OBJECTIF: Restituez fidèlement le passage du texte sur le modèle du filtre, en commençant par « Bernardo fait la » et en poursuivant jusqu'à « entre ces idées. ».

EXTRAIT DE PAGE:
====
Le modèle du filtre est généralement associé à l’idée que la conscience est une caractéristique fondamentale, plutôt qu’accessoire, de l’Univers. Il suggère également que l’esprit est un phénomène unitaire, dans le sens où « il existe un esprit commun à tous les hommes individuels… un esprit universel » (Emerson 1983). Cette perspective de « l’Esprit Unique » fait la différence entre la conscience individuelle (petit c) et la Conscience universelle (grand C) qui est filtrée. Par exemple, cela pourrait se produire dans une philosophie idéaliste ou panpsychiste, bien que nous n’ayons pas besoin de nous engager dans l’une ou l’autre de ces vues ici. Quel que soit le point de vue philosophique, le modèle du filtre soulève la question de savoir comment la Conscience peut se fragmenter en milliards de consciences (même si nous limitons notre attention aux humains sur Terre) et pourquoi je suis associé à un fragment particulier (c’est-à-dire pourquoi suis-je moi ?). Bien sûr, les matérialistes rejetteront d’emblée cette question, car elle présuppose qu’il existe une forme de soi différente du corps. Mais c’est précisément parce que la question est dénuée de sens dans une perspective matérialiste que je suis amené à rejeter cette perspective matérialiste.
Bernardo fait la remarque importante : « La réponse à la question de savoir comment un sujet universel peut être multiple — comment vous pouvez être moi, alors que vous lisez ces mots — réside dans une compréhension plus sophistiquée de la nature du temps et de l’espace. » C’est également mon point de vue et dans la suite de cet essai, je soutiendrai qu’une bonne compréhension du passage du temps et de la conscience nécessite l’invocation de dimensions supplémentaires, au-delà de l’espace-temps à 4 dimensions de la théorie de la relativité. En effet, cette notion apparaît au sein même de la physique, à la suite des développements de la théorie des cordes, et il semble donc naturel de faire le lien entre ces idées.
====
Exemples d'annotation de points
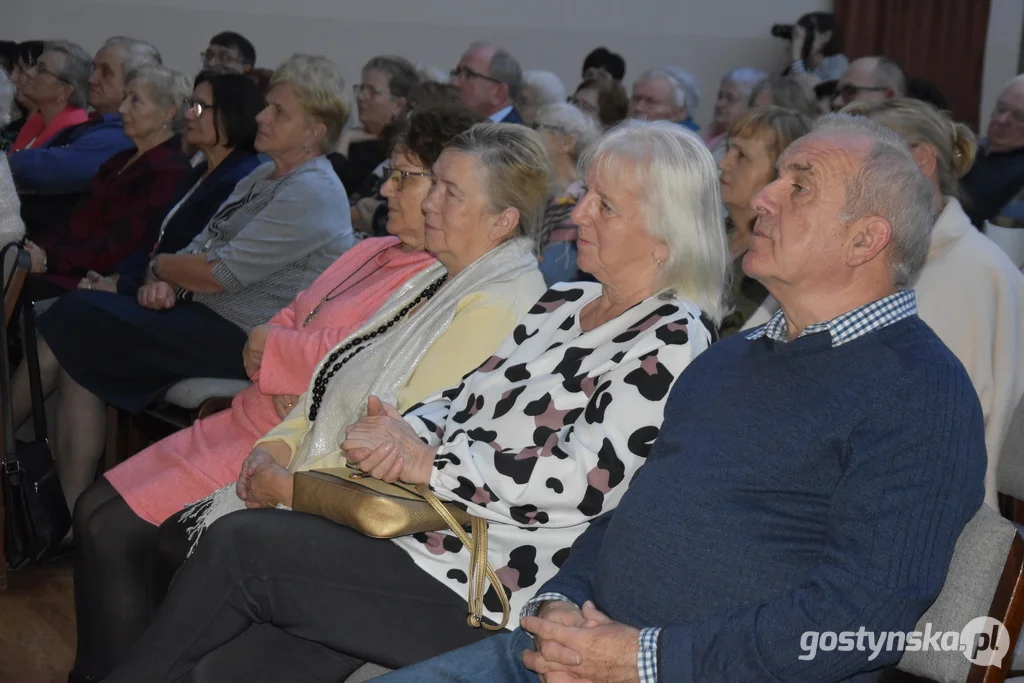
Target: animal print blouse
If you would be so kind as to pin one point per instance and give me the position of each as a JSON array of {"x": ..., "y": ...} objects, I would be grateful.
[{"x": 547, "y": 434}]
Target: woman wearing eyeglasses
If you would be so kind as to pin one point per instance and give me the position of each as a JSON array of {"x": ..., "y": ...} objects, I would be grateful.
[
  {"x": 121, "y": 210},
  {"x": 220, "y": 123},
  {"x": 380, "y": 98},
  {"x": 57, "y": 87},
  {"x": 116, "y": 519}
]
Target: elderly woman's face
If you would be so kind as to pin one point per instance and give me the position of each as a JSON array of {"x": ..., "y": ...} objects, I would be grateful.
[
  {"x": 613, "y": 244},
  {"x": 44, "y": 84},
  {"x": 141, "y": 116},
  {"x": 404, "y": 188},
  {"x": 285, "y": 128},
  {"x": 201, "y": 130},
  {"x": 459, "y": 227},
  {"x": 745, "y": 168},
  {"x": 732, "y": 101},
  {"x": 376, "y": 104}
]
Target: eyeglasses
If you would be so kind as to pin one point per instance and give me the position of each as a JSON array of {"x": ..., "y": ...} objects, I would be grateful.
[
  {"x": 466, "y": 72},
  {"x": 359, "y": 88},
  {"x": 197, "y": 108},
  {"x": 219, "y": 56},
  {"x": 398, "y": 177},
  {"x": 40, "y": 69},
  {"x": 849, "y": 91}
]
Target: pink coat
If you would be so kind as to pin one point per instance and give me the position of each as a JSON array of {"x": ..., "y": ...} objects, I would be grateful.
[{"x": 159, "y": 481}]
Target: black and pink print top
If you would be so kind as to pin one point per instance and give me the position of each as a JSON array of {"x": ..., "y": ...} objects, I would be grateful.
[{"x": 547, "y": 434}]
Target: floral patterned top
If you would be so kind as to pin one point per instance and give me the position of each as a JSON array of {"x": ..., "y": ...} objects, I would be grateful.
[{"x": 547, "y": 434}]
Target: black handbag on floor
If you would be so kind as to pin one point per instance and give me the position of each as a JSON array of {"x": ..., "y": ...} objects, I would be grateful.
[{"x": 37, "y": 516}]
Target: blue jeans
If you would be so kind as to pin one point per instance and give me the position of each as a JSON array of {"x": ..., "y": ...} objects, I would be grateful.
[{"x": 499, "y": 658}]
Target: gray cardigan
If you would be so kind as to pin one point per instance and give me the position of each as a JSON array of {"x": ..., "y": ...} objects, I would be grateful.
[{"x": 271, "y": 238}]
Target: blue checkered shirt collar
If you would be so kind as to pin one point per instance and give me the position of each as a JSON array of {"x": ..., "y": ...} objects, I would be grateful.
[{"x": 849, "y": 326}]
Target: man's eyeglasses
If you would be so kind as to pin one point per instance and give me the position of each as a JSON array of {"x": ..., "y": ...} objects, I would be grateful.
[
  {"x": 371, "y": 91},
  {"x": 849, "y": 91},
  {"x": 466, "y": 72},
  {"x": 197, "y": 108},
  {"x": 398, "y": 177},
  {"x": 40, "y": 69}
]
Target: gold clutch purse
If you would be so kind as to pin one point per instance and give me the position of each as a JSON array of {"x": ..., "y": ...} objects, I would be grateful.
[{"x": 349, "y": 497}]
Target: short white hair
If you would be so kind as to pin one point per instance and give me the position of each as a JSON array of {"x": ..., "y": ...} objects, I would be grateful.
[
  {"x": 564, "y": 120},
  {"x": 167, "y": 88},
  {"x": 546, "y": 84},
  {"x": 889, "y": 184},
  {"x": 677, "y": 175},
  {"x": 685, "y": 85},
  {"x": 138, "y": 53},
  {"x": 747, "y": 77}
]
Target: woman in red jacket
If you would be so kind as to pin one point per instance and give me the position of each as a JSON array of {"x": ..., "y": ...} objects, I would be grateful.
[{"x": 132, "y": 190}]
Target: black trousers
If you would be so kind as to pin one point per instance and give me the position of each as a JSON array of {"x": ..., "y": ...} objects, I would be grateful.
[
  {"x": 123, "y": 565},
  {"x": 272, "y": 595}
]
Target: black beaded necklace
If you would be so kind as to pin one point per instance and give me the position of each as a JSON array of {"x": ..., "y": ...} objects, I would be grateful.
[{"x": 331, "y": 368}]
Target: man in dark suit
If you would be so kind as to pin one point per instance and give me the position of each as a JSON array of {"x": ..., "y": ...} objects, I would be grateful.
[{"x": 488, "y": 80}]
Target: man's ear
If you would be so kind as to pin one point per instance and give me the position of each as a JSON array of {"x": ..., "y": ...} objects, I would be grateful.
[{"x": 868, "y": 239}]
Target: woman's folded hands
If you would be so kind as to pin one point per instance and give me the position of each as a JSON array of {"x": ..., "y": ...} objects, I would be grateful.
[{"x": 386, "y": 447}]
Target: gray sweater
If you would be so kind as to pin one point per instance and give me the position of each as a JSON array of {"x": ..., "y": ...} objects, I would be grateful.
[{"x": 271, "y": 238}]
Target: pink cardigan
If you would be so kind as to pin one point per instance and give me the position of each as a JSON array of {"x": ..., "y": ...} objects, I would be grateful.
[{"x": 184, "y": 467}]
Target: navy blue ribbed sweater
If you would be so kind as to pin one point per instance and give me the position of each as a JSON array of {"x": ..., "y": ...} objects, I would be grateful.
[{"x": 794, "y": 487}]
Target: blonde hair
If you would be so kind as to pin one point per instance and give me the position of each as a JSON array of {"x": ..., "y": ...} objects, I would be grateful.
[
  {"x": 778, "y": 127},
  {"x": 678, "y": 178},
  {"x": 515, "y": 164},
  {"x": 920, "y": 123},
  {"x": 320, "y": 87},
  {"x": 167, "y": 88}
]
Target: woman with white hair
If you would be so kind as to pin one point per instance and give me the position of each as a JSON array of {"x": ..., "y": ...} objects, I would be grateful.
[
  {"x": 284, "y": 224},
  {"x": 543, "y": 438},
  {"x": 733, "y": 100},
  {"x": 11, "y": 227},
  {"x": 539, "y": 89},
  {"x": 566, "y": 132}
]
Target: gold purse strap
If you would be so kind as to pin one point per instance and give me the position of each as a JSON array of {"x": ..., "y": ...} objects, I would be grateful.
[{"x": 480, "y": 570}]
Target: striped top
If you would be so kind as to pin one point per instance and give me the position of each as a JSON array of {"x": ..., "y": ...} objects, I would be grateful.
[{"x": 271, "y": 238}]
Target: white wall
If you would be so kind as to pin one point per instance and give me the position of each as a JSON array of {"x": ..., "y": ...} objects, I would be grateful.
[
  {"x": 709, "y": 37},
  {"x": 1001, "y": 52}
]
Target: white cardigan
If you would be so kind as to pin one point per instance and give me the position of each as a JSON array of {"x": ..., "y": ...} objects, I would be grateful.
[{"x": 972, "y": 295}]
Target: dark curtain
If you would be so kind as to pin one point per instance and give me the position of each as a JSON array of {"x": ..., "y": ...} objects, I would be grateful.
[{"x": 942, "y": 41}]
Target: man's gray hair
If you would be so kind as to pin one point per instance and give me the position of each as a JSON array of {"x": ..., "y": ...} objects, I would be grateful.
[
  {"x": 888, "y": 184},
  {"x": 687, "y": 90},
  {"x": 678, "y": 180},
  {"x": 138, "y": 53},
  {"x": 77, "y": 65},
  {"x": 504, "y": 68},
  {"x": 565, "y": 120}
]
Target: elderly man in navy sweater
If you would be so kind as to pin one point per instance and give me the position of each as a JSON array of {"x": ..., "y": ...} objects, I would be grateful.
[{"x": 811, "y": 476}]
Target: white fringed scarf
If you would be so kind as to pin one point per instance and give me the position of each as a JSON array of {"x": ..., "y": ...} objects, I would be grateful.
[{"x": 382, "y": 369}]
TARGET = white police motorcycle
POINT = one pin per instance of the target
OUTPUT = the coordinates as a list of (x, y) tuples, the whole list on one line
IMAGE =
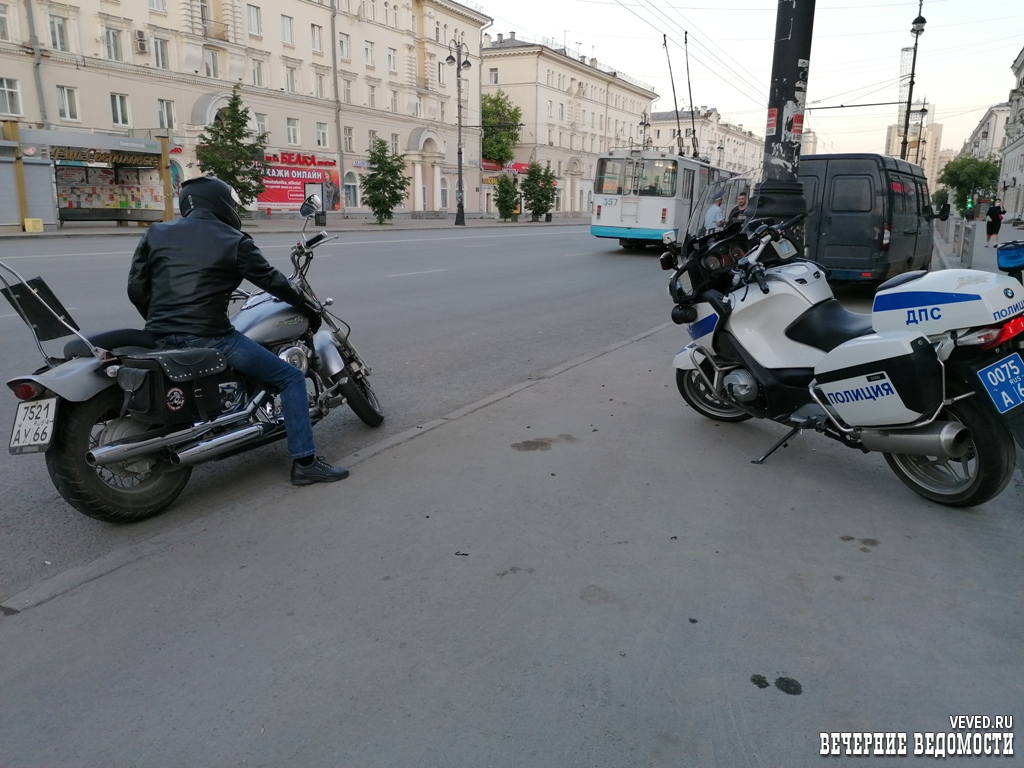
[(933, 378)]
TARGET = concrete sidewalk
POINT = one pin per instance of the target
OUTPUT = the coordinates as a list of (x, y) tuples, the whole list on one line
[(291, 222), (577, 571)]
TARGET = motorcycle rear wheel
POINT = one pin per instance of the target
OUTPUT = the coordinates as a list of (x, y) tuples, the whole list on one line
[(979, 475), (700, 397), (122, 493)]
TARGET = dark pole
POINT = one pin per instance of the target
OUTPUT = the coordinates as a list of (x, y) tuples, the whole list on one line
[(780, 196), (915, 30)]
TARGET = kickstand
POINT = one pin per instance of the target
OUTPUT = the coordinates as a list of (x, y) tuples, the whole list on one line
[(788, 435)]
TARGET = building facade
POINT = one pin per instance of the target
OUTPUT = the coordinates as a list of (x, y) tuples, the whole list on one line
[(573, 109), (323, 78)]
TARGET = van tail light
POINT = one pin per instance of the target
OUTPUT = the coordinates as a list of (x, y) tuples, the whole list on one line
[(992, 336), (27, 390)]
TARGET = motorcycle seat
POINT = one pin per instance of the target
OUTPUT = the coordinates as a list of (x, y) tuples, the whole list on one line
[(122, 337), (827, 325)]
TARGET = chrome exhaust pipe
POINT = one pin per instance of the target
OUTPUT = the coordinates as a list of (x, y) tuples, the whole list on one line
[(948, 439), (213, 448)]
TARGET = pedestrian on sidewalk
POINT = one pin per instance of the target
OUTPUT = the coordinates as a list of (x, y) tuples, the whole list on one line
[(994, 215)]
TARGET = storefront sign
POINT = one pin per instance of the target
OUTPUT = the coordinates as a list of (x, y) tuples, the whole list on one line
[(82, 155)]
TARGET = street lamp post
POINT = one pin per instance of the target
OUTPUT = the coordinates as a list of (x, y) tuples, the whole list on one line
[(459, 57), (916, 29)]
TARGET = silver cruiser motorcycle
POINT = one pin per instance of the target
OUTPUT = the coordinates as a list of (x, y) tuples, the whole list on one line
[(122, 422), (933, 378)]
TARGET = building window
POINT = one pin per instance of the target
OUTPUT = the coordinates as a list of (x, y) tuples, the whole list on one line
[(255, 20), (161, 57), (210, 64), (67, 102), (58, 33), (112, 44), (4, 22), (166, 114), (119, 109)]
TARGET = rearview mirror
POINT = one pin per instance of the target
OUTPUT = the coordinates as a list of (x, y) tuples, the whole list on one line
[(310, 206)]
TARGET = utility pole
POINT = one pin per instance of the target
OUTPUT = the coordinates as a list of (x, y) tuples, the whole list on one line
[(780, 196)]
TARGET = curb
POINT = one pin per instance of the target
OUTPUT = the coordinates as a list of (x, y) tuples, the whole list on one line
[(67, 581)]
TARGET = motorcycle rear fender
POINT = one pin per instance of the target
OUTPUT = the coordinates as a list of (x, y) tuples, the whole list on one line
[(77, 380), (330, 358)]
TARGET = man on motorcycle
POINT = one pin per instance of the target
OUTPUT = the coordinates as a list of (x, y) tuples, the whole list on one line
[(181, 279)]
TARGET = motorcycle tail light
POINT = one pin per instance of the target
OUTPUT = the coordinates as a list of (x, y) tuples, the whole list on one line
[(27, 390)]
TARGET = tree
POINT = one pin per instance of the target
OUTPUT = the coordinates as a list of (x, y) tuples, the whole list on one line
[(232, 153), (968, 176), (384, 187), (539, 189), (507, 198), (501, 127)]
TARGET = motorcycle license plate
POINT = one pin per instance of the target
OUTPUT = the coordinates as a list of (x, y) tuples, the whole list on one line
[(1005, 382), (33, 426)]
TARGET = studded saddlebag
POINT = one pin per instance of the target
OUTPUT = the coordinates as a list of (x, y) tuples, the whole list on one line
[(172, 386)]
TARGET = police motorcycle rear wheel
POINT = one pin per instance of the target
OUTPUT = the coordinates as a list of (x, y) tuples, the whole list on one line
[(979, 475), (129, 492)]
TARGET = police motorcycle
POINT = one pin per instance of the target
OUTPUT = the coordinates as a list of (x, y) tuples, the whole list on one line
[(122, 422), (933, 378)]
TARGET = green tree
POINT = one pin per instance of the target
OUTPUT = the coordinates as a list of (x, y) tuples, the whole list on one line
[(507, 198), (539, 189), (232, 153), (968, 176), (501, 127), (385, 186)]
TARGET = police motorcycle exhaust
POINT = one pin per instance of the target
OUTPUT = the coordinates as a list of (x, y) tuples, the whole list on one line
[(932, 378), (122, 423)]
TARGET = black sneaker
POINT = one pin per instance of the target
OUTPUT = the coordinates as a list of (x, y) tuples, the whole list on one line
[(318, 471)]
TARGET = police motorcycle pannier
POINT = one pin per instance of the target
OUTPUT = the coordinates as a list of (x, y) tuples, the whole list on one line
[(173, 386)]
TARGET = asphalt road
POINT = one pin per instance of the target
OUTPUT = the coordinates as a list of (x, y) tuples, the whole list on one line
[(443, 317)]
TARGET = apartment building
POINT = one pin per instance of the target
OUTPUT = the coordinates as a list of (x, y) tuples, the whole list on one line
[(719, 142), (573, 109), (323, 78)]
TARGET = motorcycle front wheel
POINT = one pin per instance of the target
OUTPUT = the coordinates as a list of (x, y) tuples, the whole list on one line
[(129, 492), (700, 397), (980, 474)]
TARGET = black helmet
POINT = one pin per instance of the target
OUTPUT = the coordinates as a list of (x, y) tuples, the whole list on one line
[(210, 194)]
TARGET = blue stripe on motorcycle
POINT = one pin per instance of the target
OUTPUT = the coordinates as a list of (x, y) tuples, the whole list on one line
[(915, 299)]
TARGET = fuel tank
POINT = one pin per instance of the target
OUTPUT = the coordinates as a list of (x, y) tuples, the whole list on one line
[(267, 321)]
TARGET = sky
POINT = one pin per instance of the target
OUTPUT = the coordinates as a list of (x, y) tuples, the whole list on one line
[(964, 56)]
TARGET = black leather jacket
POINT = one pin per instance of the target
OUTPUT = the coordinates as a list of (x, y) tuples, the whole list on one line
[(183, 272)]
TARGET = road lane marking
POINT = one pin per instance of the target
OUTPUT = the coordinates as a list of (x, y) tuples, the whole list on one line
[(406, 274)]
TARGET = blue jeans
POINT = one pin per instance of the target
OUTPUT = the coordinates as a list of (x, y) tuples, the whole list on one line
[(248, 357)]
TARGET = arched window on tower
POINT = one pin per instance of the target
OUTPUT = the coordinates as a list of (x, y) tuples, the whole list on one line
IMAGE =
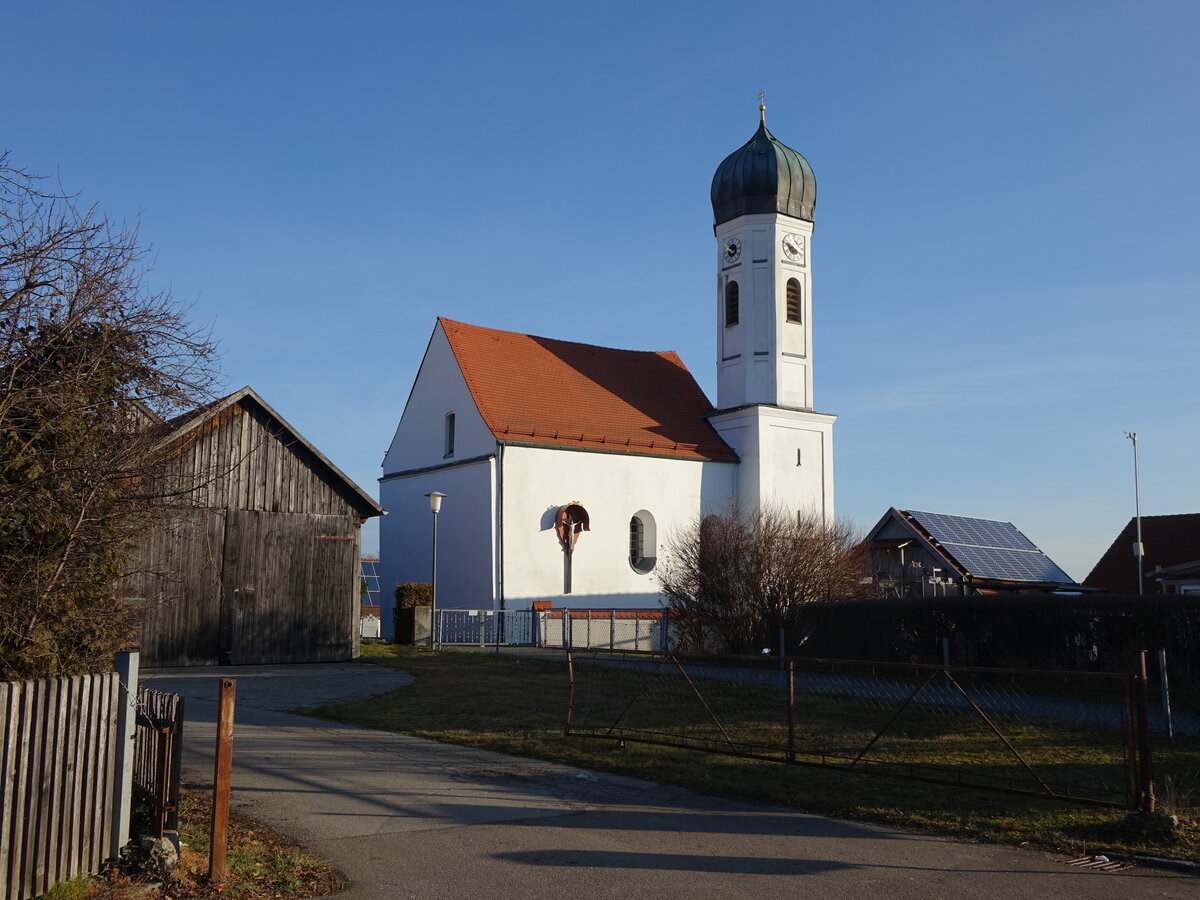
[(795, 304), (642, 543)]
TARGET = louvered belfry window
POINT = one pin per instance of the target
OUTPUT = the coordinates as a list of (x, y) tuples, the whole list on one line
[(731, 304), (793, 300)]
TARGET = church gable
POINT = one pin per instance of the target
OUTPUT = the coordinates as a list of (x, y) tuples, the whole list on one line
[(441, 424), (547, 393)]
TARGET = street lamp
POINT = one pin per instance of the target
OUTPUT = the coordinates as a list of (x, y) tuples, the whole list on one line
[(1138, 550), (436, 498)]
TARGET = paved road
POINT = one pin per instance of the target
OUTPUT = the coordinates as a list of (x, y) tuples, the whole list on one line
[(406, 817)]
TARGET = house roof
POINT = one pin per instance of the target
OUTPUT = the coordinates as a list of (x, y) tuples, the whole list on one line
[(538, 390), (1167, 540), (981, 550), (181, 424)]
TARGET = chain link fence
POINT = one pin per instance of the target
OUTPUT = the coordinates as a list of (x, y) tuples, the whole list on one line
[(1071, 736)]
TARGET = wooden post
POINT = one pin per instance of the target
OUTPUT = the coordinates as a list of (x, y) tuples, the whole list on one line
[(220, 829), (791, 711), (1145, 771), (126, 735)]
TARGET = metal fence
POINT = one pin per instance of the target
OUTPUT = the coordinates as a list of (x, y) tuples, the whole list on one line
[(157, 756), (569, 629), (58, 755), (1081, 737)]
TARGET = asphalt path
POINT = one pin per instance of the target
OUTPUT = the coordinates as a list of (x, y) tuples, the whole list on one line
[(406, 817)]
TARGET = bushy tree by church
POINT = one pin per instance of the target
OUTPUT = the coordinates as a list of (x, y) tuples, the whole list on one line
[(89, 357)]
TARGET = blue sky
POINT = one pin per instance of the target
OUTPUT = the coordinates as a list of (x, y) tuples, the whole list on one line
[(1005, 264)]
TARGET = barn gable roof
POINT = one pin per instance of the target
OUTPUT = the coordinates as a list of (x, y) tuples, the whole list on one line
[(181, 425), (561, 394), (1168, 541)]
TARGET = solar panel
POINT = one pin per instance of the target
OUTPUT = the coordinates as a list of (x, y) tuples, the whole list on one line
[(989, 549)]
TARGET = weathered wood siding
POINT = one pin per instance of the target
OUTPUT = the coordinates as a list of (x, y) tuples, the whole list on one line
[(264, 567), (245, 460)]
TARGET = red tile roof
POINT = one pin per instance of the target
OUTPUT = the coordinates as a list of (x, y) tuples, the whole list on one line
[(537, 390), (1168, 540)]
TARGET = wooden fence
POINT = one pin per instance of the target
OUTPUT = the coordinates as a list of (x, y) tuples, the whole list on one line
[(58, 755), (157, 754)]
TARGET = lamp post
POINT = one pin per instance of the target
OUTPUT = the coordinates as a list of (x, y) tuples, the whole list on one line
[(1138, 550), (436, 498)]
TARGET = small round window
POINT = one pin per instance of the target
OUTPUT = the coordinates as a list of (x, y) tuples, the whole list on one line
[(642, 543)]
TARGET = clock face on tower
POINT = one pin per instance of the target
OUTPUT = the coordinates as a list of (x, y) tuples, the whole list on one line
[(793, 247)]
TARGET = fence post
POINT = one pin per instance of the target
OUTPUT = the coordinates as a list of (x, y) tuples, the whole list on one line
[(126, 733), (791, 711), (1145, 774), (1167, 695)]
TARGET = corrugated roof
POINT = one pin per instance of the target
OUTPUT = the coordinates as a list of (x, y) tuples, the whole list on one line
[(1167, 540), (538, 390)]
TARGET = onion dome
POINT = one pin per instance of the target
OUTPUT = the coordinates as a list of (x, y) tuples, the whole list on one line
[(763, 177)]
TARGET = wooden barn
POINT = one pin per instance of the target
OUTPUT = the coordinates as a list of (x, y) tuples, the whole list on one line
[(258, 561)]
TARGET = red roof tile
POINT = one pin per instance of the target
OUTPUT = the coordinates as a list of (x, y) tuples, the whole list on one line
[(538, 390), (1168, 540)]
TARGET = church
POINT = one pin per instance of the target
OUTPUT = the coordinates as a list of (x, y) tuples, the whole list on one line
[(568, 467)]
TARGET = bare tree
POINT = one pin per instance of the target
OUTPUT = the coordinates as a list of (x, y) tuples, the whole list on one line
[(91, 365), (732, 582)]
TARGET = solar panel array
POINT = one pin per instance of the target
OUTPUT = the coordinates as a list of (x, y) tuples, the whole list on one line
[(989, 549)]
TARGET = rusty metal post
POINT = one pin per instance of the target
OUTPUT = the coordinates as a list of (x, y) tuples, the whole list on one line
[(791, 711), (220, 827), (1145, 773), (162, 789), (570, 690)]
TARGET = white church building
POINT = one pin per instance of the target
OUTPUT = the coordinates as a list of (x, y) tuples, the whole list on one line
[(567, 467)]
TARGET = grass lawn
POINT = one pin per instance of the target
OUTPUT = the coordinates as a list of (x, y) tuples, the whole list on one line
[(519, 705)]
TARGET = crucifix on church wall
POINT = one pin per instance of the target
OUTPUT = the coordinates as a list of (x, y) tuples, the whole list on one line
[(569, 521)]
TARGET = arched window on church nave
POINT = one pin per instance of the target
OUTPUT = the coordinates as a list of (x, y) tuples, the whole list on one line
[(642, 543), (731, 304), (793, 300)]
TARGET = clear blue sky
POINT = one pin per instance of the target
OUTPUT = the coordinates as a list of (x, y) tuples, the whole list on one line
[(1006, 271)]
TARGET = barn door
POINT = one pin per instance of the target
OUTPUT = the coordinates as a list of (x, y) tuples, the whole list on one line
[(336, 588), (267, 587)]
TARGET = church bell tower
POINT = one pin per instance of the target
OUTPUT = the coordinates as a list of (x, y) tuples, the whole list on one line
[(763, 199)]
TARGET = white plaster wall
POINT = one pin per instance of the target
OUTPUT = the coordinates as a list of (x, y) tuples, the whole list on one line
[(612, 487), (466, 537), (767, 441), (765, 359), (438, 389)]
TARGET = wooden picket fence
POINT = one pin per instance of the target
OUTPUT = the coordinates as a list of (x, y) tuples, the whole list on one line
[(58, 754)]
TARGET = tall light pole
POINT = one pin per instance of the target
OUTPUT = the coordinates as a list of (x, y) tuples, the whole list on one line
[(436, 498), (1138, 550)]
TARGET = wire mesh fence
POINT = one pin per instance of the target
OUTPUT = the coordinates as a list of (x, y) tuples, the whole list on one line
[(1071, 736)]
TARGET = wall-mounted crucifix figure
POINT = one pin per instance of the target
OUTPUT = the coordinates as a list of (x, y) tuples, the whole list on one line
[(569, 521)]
====
RÉSULTAT OBTENU:
Bernardo fait la remarque importante : « La réponse à la question de savoir comment un sujet universel peut être multiple — comment vous pouvez être moi, alors que vous lisez ces mots — réside dans une compréhension plus sophistiquée de la nature du temps et de l’espace. » C’est également mon point de vue et dans la suite de cet essai, je soutiendrai qu’une bonne compréhension du passage du temps et de la conscience nécessite l’invocation de dimensions supplémentaires, au-delà de l’espace-temps à 4 dimensions de la théorie de la relativité. En effet, cette notion apparaît au sein même de la physique, à la suite des développements de la théorie des cordes, et il semble donc naturel de faire le lien entre ces idées.